EXERCISE BRIEF: An exact copy of the records is required, minus the pictures they hold.

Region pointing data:
########################################

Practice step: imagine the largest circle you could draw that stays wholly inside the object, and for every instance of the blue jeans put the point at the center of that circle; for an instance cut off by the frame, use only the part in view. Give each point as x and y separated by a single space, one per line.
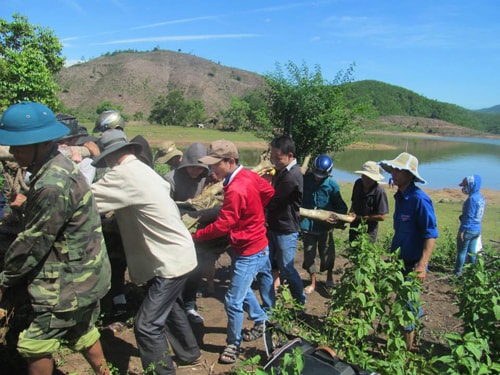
325 245
160 316
467 246
240 296
283 248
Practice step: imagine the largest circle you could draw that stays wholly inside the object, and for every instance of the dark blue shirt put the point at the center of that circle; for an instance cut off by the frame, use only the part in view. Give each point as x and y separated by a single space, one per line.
414 222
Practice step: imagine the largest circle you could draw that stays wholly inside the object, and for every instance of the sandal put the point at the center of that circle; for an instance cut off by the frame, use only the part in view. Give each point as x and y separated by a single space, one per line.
257 331
229 355
308 289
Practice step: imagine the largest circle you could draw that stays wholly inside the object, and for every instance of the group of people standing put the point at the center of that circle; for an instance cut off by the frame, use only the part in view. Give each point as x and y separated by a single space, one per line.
60 254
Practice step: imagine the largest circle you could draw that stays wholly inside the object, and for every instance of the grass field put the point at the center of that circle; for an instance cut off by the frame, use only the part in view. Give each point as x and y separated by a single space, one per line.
447 202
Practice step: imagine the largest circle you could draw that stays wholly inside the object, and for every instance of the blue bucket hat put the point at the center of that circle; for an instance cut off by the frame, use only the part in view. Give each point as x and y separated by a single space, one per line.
27 123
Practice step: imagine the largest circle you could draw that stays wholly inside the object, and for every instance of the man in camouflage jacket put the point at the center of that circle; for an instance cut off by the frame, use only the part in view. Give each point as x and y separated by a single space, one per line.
59 254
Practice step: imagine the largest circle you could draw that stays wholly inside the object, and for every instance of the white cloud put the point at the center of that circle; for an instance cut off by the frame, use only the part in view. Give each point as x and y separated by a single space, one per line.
179 38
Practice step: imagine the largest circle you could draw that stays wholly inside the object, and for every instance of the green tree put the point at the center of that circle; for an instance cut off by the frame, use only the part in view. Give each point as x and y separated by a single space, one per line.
316 113
30 56
107 106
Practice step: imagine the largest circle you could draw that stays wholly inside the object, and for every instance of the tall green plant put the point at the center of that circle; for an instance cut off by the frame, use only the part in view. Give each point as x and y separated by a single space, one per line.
477 350
313 111
369 309
30 56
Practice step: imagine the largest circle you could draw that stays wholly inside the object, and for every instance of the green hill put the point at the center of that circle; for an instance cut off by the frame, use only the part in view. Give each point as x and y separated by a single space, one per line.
494 109
135 80
390 100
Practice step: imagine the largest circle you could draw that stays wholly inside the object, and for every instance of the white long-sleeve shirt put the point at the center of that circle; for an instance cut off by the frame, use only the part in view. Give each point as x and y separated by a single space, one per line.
156 241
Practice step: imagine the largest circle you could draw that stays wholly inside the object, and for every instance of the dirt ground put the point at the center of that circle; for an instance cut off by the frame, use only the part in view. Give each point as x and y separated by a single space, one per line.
121 351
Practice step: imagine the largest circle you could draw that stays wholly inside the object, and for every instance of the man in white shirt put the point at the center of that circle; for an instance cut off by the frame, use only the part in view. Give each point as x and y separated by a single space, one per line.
158 248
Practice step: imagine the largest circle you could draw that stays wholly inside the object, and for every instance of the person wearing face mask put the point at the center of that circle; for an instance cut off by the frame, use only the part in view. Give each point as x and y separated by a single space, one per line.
369 201
470 222
321 191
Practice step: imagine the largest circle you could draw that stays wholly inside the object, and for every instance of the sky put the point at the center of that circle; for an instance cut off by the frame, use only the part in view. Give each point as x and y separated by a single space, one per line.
445 50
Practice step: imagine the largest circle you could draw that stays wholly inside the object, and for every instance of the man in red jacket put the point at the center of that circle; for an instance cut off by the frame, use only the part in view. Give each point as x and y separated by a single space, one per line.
242 217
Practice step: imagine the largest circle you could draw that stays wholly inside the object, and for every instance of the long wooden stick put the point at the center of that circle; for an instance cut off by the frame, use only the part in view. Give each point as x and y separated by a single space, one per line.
323 215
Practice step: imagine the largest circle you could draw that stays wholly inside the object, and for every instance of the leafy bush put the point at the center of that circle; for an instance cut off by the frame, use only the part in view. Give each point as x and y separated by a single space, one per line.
476 351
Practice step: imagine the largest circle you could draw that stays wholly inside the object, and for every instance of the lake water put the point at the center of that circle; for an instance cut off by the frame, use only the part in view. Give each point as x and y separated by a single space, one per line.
443 161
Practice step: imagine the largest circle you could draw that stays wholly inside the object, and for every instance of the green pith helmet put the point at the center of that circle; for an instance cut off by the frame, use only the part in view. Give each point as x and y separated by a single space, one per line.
109 120
27 123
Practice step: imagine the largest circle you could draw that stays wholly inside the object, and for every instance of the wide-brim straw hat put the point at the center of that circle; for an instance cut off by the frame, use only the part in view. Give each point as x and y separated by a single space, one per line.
166 151
111 141
371 170
404 161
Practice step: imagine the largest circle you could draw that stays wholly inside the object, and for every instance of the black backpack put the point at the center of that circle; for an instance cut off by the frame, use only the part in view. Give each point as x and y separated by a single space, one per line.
317 360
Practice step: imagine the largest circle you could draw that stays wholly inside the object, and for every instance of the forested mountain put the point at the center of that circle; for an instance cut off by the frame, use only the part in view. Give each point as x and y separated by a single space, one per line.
135 80
390 100
494 109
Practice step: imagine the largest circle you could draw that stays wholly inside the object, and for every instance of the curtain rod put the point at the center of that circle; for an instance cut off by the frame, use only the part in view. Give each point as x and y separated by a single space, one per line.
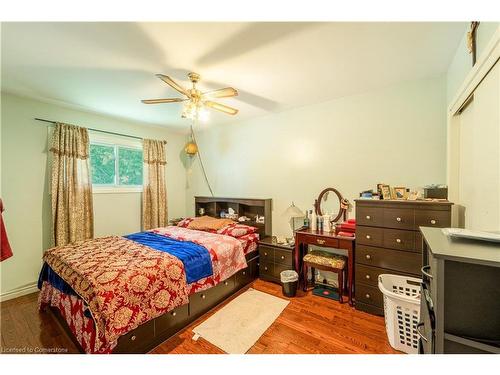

########################################

EXERCISE RESULT:
Practice step: imagine the largest circle you could draw that stays wholly inside the object, and for every instance of the blue jeans put the point at the center of that circle; for an instance cut off by the frame, use only the part in view. Give each point as x and y separated by a single space, one per line.
325 245
160 316
467 246
240 296
283 248
Practice step: imagine the largest circle you could draw that stays wholly inside the object, and for every instance of the dark blue shirt put the point at the center of that circle; for an instance cut off by the frame, use only the part in view. Give each point as x and y separated by a single space, one per line.
414 222
Practice step: imagine the largest circle you could draw that stays wholly inside the object, and for every instance of the sandal put the point at the center of that circle; for an instance cut off by the frame, use only the part in view. Give each point as x and y separated by a single space, one per line.
257 331
229 355
308 289
Practice step: imagine the largest circle you could draw that stays wholly inside the object, and for every instance of the group of people standing put the point at the center of that circle; for an instance cut off by the frame, use only the part in view. Give each point as x and y separated by a single space, one per line.
60 254
Practice step: imagine the largest circle you could draw that stays wholly inside the object, and for every instance of the grass field put the point at the center of that circle; for an instance cut off by the frame, use only the part in view. Give each point as x and y separated by a single space, one per line.
447 202
Practice step: imagine the largest circle you could draw that stays wholly inside the object, and for every instance of the blue bucket hat put the point at the center of that circle; for an instance cut off by the frame, use only the part in view. Give each point as x and y separated by a single space, one per line.
27 123
Practice step: imagine the largest circle you could draw that stays wholly inside the object, and for every instance of the man in camouflage jacket put the point at the center of that circle; for an instance cut off by the frame, use only the part in view. Give each point as x and y separated by a single space, one per line.
59 254
Practice step: imagine the largest circle you could draw that stays wholly inside the object, and for every instance of the white cloud put the point at the center of that circle; for an instance cut off by the frame, use only the part in view. Give each point as x and y separated by a single space, one per line.
179 38
Practice step: imagine the largest circle you could draw that stays wholly inside the object, and for every instance of the green tree put the point at the center of that circle; for an instance cut off by the frame, use only the part in view. Give each point as x and y separated by a single space, one per line.
316 113
30 56
107 106
Practice step: imagine the largest circle you could draw that stays wholly inside the object, and for every instance of the tall green plant put the point at the center of that circle; for an instance cut off by the frame, use only the part in view. Give each point as x and y separated by a single space, one per line.
477 350
313 111
369 309
30 56
Practice step: imagine the largest circle you could draw that stays wholly inside the object, and for every instance of the green hill put the point at the center of that circle; for an instance cut off by the frame, use only the part in view. Give each point as x and y separated by a single space, one per line.
494 109
135 80
390 100
Practice step: imagine the largest circle you could draw that stays wholly inside the object, and for every instance of the white long-sleeve shirt put the point at the center of that circle; for an instance cut off by the frame, use only the part in view. Give each point as x and y separated by a single space, one per line.
156 241
Practice step: imagine the largest circle you could draw that stays wholly inside the object, and for every instance of the dirt ground put the point at the center of that circle; for an instance cut off by the frame, use only the part in view. Give each point as x and y separated by a single space, one per line.
121 351
Practice step: imagine the largest circle you could draw that stays wholly inside the object, and for every instance of the man in white shirt put the point at the center of that circle; for an instance cut off by the frame, use only the part in view. Give each point as x and y separated by a single space, one per line.
158 248
Practice step: imagine the largest circle you could draw that stays wholly inside the object, and for every instance of the person wearing face mask put the point at the center of that circle; for an instance cut off by the frame, use only the part in view. Give each point as x and y separated by a single space, one per line.
369 201
470 222
321 191
Practice step: imagine the largest circle you could draw that stays wholly inside the object, and for every instance of the sky put the point at the center of that circle; for an instance cut off by the frame, use only the part in view. Give each point as x and y separated by a single space, one per line.
445 50
Practice step: imagine the largest circle you could draw that stays wholly inside the object, and for every instance of the man in red jacket put the point at the center of that circle; for an instance cut off by the frame, use only the part in view. Give each point as x and y separated by a single space, one per line.
242 217
Practice step: imagine the largest circle you could draw that stays wholly inside the object, and for every instance of the long wooden stick put the point at the center of that circle; for an instance cut off by the frame, use only the part in view. Give each point as x and y separated by a single space, one per line.
323 215
Practice step: imagine the largest circle you could draw that stays wholly inside the object, and for every instance of the leafy bush put the point at the center of that circle; for an instance cut off by the frame, use only the part in view. Give each point as x and y separated by a single space, one per line.
476 351
Practice step: imagine the largest circle you could draw that stays wholly inside the object, and for every instance of the lake water put the point at the center of that circle; for an instance cut off by the frame, use only the part in view. Give each point as x and y separated by a single space, one per line.
443 161
Practice step: imagine the largest circle you could draw that stays wholly inside the object, and for every instance of the green pith helmet put the point at the center of that circle; for an instance cut off by the frame, use only the part in view. Give each point as x and y separated by a single space, one per line.
109 120
27 123
Practice step: imagine the largest circle you could draw that stays wholly inside the object, and for every instance of the wide-brim straw hat put the point at the center of that circle; for an instance cut off by the frame, use only the part in view. Give each point as x and y separated by a single space, one per line.
166 151
111 141
371 170
404 161
Practice step: imagine the largest circle you could draw that stays wholly inside the object, and for every instance of the black backpack put the point at the center of that circle; for an instance cut off by the frame, use only the part in view. Give each point as x and y separated by a single space, one per line.
317 360
Practice step: imagine the largest circle you could draw that stays wholly inside the object, and for every instance of the forested mountain put the point at the center of that circle; for an instance cut off by the frame, use only the part in view. Give each point as x and y separated by a single space, one per line.
135 80
390 100
494 109
Practice step: imagine the largest circle you could draw that stays wholly inside the object, and for every instance of the curtain rod put the point at the center of that circle; for an instance cut off by the frame, use only the part in view. Give each point as x and y separated by a single space, one per line.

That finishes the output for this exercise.